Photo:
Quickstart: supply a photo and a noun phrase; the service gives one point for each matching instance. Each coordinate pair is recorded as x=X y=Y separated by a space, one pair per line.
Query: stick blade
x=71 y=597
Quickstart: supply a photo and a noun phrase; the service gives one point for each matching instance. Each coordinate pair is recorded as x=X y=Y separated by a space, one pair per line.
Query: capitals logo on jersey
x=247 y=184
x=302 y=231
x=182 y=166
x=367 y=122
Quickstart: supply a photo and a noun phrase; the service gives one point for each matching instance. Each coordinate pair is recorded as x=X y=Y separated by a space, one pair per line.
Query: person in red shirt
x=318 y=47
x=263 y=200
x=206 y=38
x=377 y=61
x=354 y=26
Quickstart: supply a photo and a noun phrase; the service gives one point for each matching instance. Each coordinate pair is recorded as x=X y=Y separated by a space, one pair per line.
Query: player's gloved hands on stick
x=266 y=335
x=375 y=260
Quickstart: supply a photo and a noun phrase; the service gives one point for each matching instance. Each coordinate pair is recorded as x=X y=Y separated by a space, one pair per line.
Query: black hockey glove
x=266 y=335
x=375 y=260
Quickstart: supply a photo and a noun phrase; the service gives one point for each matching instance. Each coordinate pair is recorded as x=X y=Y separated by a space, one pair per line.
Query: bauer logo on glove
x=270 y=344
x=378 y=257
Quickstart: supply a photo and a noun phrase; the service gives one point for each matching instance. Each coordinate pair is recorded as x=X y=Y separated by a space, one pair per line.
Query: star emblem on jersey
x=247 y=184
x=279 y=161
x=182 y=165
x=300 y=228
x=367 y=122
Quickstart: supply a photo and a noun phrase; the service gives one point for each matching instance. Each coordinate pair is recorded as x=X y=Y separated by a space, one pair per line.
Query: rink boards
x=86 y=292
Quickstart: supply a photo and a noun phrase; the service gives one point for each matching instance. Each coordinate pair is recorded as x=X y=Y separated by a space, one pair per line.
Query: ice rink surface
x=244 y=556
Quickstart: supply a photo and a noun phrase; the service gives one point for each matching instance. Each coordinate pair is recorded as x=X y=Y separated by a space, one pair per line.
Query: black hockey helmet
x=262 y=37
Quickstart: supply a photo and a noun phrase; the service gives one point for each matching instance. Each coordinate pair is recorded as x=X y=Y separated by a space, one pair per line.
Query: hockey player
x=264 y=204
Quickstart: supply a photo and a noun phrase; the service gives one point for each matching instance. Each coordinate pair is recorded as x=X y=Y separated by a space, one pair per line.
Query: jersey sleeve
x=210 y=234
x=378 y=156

### Problem details
Quote each line of the listing above exactly.

### Result of this exercise
Photo:
Quickstart: supply a photo and a noun phrase; the service gives one point for each matching instance. Each coordinate pair is recorded as x=X y=Y separated by a space, one pair per line.
Query: stick blade
x=71 y=597
Quickstart: supply a photo and a noun phrase; the service gives one point for each matching instance. Each coordinate pair is recorded as x=X y=Y separated by a space, one pair per line.
Query: capitals logo on jersey
x=247 y=184
x=302 y=231
x=182 y=166
x=367 y=122
Quickstart: supply a photo and a noun phrase; the service gives one point for each matching instance. Each coordinate pair is recorded as x=X y=Y separated by a space, one pair per line.
Query: person in red shirt
x=318 y=47
x=263 y=200
x=206 y=38
x=377 y=61
x=354 y=26
Quickstart: supply a photo and a noun phrase; the service gives one point for each matching instance. Each coordinate pair is recorded as x=X y=Y separated by a space, one pair per line.
Query: player's gloved hands on stick
x=266 y=335
x=375 y=260
Quickstart: supply a photo and a noun phrase; the service gives one point for each matching instance. Each coordinate pair is recorded as x=X y=Y separated by a space, one pair per line.
Query: black hockey glove
x=266 y=335
x=375 y=260
Quickstart: supply a photo and a noun phrase; the service gives one point for each matching instance. Each coordinate pair is recorded as x=X y=Y separated by a space, one pair per line.
Query: bauer logo on glove
x=270 y=344
x=378 y=257
Quickstart: supply a photo and a noun phrase; the service gives one point for each matching instance. Each coordinate pair is recorded as x=X y=Y separated by a space, one pair per line.
Query: star emblem on jersey
x=247 y=184
x=279 y=161
x=182 y=165
x=300 y=228
x=367 y=122
Quickstart: supply a photo and a noun phrase; the service gives one point for each matching instance. Each coordinate pair is recorded as x=X y=Y separated by a space, one pair per line.
Query: rink boards
x=86 y=292
Quickstart: supply a photo and a noun phrase; the service gives one point for each matching instance. Each coordinate pair is recorded as x=X y=Y separated by a space, one pair per line.
Query: ice rink surface
x=244 y=556
Quickstart: supply a photo and a noun phrase; the service gives one point for each matching instance. Each coordinate pair is recorded as x=X y=Y separated by a space, one pair per line.
Query: black hockey helmet
x=262 y=37
Quickstart: supply a photo and a noun phrase; the service gives one point for each matching instance. Each coordinate pair is recorded as x=X y=Y separated by a space, one pair per line.
Query: hockey player
x=264 y=204
Quickstart: supply a photo and a noun phrase; the service gives one point for each matching instance. Each coordinate pair is recorded as x=X y=Y separated by a space, one pair per line.
Query: jersey sleeve
x=210 y=234
x=378 y=156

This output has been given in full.